** Start Given records **

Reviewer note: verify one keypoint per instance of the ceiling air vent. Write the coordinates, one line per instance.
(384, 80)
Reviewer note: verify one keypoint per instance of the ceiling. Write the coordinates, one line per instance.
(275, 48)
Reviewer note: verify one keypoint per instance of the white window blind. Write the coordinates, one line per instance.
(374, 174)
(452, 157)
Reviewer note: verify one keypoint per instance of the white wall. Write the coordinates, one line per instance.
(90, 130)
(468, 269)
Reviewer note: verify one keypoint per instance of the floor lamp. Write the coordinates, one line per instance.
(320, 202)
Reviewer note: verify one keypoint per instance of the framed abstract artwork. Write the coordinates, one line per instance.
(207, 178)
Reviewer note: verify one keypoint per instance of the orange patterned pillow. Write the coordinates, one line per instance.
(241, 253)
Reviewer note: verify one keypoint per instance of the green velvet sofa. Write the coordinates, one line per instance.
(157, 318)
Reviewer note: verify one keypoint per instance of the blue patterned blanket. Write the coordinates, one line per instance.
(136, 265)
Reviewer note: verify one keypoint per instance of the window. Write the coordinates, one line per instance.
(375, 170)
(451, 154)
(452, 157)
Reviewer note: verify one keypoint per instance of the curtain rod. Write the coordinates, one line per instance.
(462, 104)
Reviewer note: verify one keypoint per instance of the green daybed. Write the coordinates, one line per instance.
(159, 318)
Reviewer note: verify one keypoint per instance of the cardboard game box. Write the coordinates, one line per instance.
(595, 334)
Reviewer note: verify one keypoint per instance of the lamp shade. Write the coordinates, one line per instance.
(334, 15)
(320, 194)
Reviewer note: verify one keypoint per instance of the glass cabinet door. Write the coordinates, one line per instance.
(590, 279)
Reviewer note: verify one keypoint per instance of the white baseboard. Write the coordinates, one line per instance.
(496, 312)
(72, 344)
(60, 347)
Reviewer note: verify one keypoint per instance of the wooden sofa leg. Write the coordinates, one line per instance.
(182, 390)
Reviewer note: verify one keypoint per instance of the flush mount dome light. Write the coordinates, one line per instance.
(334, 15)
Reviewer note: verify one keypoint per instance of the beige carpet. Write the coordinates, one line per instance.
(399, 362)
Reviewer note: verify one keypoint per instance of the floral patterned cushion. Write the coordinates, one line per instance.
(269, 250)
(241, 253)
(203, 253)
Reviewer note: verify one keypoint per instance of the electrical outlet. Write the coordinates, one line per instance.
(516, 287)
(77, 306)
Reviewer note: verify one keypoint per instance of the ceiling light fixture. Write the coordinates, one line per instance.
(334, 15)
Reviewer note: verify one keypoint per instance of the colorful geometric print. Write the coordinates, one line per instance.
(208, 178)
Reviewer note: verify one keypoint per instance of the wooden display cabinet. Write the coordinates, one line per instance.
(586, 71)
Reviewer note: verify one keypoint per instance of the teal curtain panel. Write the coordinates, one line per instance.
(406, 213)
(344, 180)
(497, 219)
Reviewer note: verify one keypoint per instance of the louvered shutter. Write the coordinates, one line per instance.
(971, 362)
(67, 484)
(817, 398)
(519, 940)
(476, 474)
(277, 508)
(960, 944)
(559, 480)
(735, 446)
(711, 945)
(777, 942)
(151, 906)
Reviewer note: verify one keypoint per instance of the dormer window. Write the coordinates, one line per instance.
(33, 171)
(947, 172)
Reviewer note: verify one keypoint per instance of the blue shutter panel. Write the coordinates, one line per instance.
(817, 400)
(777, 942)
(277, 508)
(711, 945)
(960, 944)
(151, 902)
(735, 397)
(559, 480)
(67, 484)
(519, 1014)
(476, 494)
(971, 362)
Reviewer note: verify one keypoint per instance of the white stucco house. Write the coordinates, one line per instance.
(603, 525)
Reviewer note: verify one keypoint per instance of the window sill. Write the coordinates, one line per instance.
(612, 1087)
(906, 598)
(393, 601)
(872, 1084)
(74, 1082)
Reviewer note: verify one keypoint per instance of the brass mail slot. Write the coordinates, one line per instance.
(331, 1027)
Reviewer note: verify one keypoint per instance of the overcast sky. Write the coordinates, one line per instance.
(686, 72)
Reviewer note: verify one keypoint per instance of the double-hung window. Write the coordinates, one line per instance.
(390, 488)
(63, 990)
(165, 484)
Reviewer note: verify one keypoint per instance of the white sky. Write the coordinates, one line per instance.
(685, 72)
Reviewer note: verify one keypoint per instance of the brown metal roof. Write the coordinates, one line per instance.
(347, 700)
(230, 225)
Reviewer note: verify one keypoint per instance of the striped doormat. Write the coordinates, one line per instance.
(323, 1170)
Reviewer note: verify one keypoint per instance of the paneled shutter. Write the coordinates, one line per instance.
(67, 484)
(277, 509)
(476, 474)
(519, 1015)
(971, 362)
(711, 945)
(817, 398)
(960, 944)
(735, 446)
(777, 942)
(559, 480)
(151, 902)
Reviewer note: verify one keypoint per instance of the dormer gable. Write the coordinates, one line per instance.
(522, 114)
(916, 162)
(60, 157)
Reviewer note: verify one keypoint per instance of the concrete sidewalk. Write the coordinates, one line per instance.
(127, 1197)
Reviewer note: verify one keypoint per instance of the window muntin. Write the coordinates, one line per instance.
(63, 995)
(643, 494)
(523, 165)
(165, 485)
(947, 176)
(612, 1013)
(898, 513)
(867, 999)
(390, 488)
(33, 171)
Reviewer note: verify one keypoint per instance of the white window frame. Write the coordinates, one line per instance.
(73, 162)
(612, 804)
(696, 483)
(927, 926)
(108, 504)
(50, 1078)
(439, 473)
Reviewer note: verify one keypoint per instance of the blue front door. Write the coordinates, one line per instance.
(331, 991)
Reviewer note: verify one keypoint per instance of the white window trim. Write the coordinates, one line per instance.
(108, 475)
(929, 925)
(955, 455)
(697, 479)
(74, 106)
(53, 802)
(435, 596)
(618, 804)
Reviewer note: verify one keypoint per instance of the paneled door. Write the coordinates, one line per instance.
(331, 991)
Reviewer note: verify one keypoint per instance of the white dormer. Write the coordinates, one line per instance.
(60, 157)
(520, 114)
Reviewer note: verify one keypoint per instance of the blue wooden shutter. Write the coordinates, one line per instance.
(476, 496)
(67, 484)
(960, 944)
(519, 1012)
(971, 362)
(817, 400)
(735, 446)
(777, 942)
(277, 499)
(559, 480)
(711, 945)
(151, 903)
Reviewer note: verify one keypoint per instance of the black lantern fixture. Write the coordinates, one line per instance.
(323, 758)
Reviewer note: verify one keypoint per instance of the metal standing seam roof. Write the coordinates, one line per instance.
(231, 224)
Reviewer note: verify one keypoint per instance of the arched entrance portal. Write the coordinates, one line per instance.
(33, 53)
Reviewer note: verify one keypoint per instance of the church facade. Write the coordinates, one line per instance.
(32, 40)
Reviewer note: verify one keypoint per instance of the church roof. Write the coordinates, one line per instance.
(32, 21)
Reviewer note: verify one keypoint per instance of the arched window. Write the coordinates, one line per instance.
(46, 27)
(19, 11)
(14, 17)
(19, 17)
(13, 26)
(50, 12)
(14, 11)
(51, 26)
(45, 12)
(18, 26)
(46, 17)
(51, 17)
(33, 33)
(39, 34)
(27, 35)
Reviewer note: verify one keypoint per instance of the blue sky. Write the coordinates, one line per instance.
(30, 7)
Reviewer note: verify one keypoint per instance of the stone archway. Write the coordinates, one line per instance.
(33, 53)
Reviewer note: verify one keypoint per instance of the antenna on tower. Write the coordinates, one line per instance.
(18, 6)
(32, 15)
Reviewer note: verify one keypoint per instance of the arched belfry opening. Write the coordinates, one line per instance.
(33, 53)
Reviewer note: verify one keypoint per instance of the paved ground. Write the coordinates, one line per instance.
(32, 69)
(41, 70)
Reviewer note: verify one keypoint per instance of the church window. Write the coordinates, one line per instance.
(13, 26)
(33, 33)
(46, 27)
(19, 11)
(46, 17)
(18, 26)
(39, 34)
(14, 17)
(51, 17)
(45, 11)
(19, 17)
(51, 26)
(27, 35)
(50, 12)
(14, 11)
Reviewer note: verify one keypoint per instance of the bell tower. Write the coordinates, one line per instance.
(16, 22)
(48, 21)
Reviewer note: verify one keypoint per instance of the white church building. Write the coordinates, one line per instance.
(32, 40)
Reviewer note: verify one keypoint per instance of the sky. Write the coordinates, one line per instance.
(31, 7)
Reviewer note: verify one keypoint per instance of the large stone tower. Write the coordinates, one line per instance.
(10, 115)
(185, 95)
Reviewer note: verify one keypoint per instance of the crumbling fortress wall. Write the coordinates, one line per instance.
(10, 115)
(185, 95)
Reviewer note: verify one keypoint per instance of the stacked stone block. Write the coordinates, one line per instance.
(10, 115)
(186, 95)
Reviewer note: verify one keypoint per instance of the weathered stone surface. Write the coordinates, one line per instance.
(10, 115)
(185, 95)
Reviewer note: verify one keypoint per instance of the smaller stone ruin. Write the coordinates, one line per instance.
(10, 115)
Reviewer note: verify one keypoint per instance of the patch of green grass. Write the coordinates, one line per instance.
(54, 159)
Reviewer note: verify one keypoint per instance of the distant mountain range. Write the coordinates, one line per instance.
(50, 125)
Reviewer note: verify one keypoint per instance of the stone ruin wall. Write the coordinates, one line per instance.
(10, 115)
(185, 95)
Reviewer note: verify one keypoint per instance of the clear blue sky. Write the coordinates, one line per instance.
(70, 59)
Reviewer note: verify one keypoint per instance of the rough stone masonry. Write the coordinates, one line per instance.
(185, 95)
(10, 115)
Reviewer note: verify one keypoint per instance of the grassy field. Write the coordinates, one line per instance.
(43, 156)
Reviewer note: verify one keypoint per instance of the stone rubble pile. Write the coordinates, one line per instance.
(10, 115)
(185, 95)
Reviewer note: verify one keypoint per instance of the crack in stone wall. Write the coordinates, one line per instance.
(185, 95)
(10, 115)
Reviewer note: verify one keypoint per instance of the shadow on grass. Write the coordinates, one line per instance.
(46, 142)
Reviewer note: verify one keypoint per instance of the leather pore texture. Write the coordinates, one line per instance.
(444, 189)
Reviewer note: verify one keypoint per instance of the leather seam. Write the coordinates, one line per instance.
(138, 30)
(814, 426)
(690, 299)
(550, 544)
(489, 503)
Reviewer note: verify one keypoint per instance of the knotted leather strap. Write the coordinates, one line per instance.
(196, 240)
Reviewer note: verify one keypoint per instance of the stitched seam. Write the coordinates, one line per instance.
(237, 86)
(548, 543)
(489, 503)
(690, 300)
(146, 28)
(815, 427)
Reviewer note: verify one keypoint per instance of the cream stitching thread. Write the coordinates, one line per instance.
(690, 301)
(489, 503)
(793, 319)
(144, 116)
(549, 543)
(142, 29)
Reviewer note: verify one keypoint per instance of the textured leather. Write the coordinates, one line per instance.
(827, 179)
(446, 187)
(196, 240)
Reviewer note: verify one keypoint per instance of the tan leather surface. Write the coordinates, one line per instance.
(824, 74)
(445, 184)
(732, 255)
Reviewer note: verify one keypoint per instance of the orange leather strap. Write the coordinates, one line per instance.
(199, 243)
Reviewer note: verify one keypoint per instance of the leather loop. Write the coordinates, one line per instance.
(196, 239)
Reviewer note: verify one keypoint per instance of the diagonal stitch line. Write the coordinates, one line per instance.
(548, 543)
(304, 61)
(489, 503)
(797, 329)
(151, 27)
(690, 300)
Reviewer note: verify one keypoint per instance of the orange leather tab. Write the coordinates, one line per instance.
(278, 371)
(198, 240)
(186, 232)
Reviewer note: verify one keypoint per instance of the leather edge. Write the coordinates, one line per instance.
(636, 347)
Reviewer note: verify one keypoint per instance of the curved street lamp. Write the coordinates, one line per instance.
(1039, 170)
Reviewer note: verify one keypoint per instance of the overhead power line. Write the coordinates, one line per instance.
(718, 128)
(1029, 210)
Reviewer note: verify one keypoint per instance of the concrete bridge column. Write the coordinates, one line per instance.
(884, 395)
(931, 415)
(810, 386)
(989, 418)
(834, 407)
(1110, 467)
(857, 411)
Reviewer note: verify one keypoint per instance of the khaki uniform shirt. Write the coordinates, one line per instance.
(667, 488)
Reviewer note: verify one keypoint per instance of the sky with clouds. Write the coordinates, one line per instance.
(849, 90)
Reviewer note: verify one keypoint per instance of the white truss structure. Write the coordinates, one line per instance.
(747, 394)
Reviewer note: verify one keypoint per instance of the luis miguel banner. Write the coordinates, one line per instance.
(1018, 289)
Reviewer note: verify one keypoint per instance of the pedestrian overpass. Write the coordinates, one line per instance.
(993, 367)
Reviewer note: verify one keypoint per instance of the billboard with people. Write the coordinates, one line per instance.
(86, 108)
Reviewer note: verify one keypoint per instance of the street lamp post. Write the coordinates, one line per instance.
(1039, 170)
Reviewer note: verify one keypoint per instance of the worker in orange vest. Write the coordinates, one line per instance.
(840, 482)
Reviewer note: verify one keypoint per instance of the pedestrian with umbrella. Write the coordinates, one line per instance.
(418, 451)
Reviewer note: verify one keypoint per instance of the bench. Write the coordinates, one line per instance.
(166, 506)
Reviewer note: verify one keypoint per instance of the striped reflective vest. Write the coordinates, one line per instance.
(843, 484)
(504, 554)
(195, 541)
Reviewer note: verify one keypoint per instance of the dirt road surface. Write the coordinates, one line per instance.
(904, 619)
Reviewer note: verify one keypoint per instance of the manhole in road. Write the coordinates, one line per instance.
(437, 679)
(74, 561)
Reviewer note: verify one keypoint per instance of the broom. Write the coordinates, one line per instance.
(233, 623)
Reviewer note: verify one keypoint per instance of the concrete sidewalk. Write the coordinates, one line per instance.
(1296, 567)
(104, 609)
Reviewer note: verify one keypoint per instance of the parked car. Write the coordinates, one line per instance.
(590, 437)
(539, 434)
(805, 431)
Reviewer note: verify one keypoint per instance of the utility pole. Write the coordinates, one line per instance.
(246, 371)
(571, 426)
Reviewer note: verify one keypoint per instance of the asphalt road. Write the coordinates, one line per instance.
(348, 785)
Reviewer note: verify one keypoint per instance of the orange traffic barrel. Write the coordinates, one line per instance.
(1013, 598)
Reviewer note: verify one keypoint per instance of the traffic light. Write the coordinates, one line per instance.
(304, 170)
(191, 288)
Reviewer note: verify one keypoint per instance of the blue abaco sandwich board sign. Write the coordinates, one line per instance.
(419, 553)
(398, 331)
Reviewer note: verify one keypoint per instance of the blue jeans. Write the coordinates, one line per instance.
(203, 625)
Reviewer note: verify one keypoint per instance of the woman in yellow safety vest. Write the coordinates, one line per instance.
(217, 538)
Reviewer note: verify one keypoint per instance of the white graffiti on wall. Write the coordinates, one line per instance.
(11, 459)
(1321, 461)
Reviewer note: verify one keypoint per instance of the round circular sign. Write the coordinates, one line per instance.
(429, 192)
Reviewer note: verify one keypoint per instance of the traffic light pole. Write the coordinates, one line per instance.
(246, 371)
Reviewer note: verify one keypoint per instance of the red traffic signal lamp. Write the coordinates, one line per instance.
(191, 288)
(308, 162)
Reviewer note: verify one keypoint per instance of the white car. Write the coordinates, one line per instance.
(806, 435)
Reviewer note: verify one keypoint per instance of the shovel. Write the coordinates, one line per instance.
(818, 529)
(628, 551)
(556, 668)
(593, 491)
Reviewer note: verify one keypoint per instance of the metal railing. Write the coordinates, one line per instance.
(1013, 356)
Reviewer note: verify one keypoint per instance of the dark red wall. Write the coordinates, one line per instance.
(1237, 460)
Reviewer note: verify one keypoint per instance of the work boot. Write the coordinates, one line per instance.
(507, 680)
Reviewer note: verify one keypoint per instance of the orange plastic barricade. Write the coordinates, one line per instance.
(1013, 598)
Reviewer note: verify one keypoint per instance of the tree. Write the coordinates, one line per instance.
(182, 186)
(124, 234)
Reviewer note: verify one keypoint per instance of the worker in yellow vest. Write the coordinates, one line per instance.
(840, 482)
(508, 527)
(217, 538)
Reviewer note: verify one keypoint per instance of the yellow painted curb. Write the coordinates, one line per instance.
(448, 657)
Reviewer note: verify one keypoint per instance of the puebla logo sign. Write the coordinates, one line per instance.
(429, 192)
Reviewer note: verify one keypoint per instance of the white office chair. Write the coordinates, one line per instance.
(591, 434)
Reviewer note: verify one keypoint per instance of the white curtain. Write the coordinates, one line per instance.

** End Given records **

Everything from the line containing "Reviewer note: verify one keypoint per instance of the shovel." to the end of the data above should be quoted exactly, please, both ends included, and nothing outside that span.

Reviewer note: verify one keypoint per instance of the shovel. Write the coordinates, one line per instance.
(818, 529)
(628, 551)
(556, 668)
(593, 491)
Reviewer note: verify one keypoint per instance of the metal railing. Write the coordinates, one line per instance.
(1013, 356)
Reviewer note: verify one keypoint per instance of the dark red wall. Write the coordinates, one line per instance.
(1237, 460)
Reviewer note: verify one keypoint per instance of the work boot. Write the coordinates, one line per instance.
(507, 680)
Reviewer note: verify one keypoint per instance of the orange plastic barricade. Write the coordinates, one line per instance.
(1013, 598)
Reviewer note: verify one keypoint per instance of the tree. Write the coordinates, one line per instance.
(182, 186)
(124, 234)
Reviewer note: verify one keypoint per instance of the worker in yellow vest. Write the coordinates, one line per instance.
(840, 482)
(508, 527)
(217, 538)
Reviewer note: verify one keypoint per instance of the yellow painted curb. Write the coordinates, one line per instance.
(448, 657)
Reviewer note: verify one keypoint per instance of the puebla logo sign. Write the coordinates, one line per instance.
(429, 192)
Reviewer note: verify one keypoint per instance of the white office chair. Write the coordinates, one line per instance.
(591, 434)
Reviewer note: verify one keypoint per instance of the white curtain. Write the coordinates, one line per instance.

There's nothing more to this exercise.